## START Source document

# 3 platy fry have no color



## mousey (Jan 18, 2005)

Out of the 50 platy fry 3 have no color. They are basically white, have very big eyes and seem to be stunted in their growth, They swim on the bottom of the tank- it seems to be an effort for them to get off the bottom.
I don't know if they have been like this from birth and I am just noticing them or if they were growing ok and something has gone wrong with them.
I have 10 normal fry that are about 3/4 inch long in the 10 gallon. I had the other 40 fry in a 5 gallon but have found a home for 20 of them so I am expecting to see the small fry start to grow.They of course are the same age as the 3/4 inch ones but have not grown as rapidly due to the overcrowding.
However I am curious about the colorless fry with the big eyes. Mom was olive green with black bands and dad was a gold with black bands and red sripes on his tail.


----------



## TheOldSalt (Jan 28, 2005)

## END Source document
## START Data shown

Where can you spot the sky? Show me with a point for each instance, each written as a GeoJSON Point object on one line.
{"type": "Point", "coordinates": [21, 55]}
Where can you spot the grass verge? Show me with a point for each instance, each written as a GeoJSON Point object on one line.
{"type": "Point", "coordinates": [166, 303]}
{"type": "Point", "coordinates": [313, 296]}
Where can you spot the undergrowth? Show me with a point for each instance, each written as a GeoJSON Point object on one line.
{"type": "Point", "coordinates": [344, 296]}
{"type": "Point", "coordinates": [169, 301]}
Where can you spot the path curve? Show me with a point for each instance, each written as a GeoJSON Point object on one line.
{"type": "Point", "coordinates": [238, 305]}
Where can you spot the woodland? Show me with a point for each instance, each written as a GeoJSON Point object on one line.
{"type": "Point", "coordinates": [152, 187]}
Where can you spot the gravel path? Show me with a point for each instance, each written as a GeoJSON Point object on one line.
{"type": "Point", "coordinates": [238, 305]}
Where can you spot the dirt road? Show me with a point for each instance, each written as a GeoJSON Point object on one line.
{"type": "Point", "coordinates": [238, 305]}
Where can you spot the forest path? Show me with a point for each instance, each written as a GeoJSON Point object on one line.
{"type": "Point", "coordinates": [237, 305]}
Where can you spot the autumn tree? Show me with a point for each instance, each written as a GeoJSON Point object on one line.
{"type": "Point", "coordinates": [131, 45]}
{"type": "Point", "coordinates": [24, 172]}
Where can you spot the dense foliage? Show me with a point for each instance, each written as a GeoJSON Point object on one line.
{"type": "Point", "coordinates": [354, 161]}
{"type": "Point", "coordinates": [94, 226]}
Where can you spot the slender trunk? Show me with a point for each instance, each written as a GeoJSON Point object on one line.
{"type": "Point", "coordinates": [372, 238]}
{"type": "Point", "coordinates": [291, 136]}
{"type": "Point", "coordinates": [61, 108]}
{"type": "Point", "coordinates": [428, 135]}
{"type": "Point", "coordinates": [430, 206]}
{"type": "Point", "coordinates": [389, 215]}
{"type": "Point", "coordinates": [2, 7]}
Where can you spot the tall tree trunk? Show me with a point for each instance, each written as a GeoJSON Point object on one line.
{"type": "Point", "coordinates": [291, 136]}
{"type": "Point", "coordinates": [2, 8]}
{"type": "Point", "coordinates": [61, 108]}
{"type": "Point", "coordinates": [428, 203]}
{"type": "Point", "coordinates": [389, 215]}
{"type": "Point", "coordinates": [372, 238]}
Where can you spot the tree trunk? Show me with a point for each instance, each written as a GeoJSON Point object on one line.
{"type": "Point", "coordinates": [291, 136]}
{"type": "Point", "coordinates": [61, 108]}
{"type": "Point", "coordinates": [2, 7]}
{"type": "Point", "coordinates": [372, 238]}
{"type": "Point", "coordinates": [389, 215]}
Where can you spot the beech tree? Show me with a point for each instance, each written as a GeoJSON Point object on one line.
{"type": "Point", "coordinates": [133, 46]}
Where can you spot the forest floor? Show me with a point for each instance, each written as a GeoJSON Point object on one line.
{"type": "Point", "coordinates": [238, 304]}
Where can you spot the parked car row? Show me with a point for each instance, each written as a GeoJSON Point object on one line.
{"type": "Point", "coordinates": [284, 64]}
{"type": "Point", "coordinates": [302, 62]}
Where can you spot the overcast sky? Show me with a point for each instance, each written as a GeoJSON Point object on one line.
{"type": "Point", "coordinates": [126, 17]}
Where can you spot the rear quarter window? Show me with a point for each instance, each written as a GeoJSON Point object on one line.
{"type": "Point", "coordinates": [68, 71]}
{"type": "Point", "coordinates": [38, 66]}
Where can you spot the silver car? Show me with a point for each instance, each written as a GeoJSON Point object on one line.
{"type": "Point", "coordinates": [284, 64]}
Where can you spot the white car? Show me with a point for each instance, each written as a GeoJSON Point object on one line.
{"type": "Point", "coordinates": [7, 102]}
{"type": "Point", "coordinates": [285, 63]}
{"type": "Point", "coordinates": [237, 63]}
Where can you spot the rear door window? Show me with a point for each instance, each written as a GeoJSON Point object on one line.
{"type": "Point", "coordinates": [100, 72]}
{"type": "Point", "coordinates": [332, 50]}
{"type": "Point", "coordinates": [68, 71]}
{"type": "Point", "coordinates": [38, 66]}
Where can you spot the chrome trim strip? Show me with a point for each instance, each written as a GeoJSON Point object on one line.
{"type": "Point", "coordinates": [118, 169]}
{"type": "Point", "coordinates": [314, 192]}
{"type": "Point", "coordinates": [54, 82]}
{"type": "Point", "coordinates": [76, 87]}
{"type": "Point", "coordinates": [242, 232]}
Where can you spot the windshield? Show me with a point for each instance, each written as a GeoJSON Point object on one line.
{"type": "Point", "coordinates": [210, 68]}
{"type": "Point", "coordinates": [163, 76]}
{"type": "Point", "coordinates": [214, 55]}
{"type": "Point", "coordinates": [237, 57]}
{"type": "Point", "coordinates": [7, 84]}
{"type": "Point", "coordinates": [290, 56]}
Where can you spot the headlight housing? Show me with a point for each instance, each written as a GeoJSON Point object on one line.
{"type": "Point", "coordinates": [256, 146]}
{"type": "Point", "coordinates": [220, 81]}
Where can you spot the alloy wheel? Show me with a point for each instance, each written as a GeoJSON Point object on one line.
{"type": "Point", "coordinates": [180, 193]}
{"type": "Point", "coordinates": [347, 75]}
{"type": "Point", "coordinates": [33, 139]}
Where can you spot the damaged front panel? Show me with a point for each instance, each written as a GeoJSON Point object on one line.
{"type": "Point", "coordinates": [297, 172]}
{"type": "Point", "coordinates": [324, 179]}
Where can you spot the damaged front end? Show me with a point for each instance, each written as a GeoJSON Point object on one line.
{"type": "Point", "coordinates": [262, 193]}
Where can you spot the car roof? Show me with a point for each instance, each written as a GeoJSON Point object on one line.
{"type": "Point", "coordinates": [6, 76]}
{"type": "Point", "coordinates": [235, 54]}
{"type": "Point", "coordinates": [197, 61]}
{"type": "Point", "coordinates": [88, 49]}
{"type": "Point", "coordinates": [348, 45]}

## END Data shown
## START Data shown

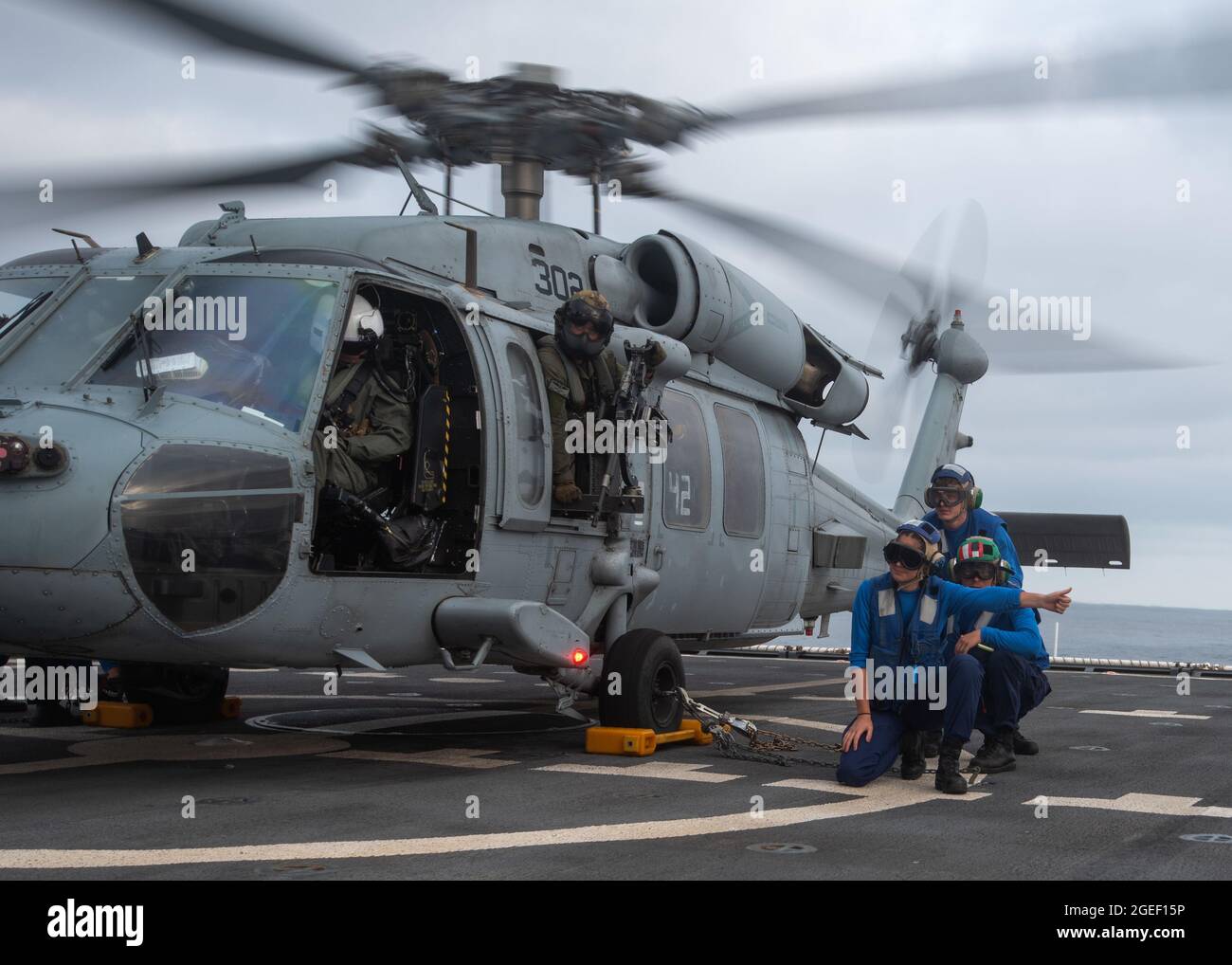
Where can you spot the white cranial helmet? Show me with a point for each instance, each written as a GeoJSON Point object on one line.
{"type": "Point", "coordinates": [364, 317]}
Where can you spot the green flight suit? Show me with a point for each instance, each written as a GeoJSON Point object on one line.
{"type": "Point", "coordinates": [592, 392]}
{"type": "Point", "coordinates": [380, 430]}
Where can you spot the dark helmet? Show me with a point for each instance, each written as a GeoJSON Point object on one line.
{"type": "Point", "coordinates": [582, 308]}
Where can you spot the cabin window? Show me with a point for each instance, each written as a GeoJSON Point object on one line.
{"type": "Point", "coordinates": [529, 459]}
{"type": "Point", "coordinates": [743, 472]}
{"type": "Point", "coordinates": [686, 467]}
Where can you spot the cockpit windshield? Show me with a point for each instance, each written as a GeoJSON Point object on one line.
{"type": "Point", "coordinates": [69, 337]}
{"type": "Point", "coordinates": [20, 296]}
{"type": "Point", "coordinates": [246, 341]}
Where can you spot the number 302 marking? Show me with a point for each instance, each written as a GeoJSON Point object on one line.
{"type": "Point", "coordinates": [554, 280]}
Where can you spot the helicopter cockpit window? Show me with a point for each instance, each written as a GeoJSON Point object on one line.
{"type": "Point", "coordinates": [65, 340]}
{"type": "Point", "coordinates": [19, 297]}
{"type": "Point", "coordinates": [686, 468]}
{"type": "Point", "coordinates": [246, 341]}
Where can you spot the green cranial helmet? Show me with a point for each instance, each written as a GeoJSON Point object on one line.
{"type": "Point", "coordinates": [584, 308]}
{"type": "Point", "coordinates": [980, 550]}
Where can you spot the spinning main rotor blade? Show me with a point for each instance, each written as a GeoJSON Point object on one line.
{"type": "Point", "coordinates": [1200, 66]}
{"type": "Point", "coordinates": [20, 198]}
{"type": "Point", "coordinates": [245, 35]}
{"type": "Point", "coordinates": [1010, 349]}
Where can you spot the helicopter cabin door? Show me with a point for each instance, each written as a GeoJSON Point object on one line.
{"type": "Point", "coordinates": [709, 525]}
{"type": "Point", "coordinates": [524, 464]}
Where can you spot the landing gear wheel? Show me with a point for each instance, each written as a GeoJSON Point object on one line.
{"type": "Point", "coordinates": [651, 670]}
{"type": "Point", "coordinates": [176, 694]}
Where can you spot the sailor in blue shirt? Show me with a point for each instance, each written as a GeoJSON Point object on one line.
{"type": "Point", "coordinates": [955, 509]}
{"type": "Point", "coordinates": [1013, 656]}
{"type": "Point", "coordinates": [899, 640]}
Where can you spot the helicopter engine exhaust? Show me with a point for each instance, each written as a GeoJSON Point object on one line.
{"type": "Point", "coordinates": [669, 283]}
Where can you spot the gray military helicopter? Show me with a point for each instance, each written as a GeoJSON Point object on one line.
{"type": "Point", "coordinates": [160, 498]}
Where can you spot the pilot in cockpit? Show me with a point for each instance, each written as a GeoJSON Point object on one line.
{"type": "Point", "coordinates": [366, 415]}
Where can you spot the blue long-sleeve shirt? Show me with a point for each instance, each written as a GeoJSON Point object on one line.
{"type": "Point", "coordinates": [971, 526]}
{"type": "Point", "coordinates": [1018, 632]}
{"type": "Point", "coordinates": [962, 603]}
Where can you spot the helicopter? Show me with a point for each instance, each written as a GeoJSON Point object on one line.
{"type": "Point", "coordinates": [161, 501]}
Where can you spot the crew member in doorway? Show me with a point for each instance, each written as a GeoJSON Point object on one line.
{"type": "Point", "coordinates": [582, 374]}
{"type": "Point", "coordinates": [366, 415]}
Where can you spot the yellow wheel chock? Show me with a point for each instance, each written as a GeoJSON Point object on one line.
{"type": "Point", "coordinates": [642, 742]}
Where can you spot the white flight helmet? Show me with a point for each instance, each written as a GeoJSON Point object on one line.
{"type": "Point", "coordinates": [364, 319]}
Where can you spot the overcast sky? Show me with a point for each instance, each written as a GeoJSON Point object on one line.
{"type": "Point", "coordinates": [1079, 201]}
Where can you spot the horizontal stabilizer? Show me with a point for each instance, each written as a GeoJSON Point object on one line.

## END Data shown

▸ **To-do list**
**a)** Answer these questions from the platy fry thread:
(i) How many of the 50 fry have no color?
(ii) About how long are the 10 normal fry in the 10 gallon tank?
(iii) What color was the mother?
**b)** Write what comes next in the platy fry thread, picking up after its final line.

▸ **The responses**
**a)**
(i) 3
(ii) About 3/4 inch
(iii) Olive green with black bands

**b)**
These things happen. In fact, that's why we have so many colors available today; weird things kept happening and the right people noticed in time. Alas, not all mutations are good. ( actually, most are very bad )


----------



## mousey (Jan 18, 2005)

so all the white platy fry have died. They made it to about 6 weeks.
probably too many mutations in them. Also I had one guppy fry from 6 months ago that died. It was neither male nor female and had a balloon shape body.


----------



## elvis332 (Dec 29, 2007)

i have a half inch blue platy fry.It never grows and its back is pretty wierd.also he hangs out in the bottom.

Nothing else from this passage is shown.